→ **AIM OF THE TASK**: Once you find the line containing "For every instance of the tall" in the data below, copy it and each following line exactly, up to and including the line containing "For every instance of the snow-covered", and nothing else.

→ **MATERIAL FOR THIS TASK**:
━━━━━━

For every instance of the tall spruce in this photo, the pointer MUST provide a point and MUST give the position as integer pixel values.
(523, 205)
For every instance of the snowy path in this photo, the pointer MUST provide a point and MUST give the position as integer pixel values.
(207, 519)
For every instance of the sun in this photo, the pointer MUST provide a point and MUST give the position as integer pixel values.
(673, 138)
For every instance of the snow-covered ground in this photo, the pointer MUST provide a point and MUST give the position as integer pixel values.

━━━━━━

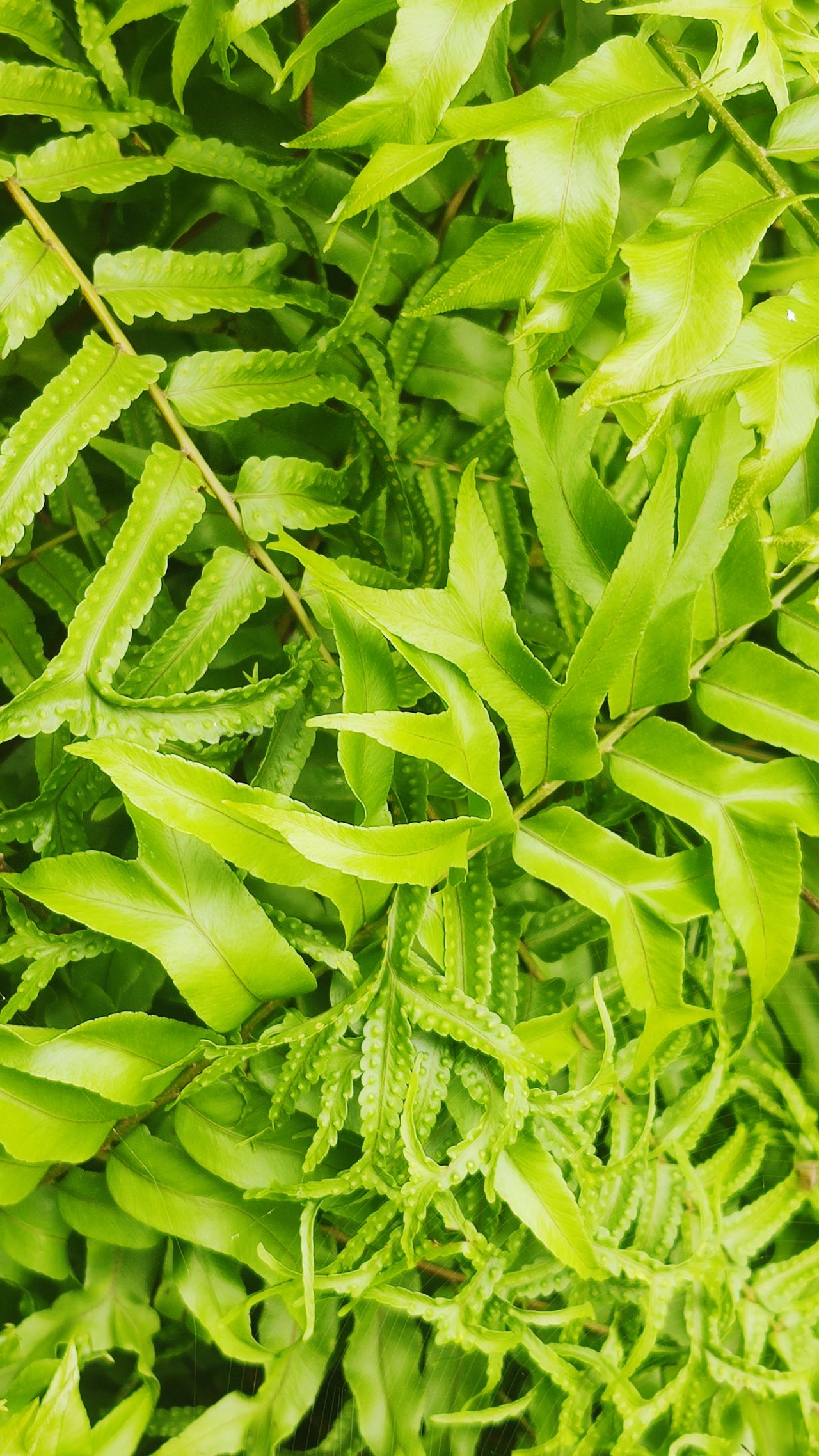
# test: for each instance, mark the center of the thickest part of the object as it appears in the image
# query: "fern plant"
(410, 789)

━━━━━━

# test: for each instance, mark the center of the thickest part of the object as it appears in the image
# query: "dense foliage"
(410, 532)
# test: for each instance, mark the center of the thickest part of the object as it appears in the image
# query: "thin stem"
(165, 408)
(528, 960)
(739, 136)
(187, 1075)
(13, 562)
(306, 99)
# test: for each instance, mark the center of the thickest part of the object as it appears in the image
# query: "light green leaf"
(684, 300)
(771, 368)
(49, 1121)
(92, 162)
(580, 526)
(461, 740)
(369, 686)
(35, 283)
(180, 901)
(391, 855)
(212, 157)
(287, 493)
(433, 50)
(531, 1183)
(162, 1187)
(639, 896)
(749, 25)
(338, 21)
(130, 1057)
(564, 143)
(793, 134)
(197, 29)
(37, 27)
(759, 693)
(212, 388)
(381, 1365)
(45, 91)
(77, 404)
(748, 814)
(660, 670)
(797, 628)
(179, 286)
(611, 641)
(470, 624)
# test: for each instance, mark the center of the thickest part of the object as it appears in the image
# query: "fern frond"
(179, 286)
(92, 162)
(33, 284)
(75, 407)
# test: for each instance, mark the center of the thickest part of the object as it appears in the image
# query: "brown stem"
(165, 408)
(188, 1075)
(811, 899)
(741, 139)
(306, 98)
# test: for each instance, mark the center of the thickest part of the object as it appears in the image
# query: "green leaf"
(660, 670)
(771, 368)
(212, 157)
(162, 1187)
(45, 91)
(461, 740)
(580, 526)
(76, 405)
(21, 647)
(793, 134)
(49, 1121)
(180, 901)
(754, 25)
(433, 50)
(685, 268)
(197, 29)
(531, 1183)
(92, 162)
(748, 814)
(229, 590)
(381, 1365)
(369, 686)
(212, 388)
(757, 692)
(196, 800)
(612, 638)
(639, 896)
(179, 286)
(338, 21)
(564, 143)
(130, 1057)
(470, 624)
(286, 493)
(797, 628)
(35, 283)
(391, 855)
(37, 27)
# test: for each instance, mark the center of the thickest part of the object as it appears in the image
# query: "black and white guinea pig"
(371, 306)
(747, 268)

━━━━━━

→ **RESPONSE TO THE TASK**:
For every instance of the tall spruce in this photo, the pointer MUST provide a point and MUST give the position as integer pixel values.
(523, 205)
For every instance of the snowy path in this photo, the pointer MUST provide a point and MUST give the position as integer pixel values.
(207, 519)
For every instance of the sun in this photo, the pointer MUST provide a point and MUST give the position as integer pixel values.
(673, 138)
For every instance of the snow-covered ground in this photo, the pointer MUST provide a point and MUST give the position as integer pixel values.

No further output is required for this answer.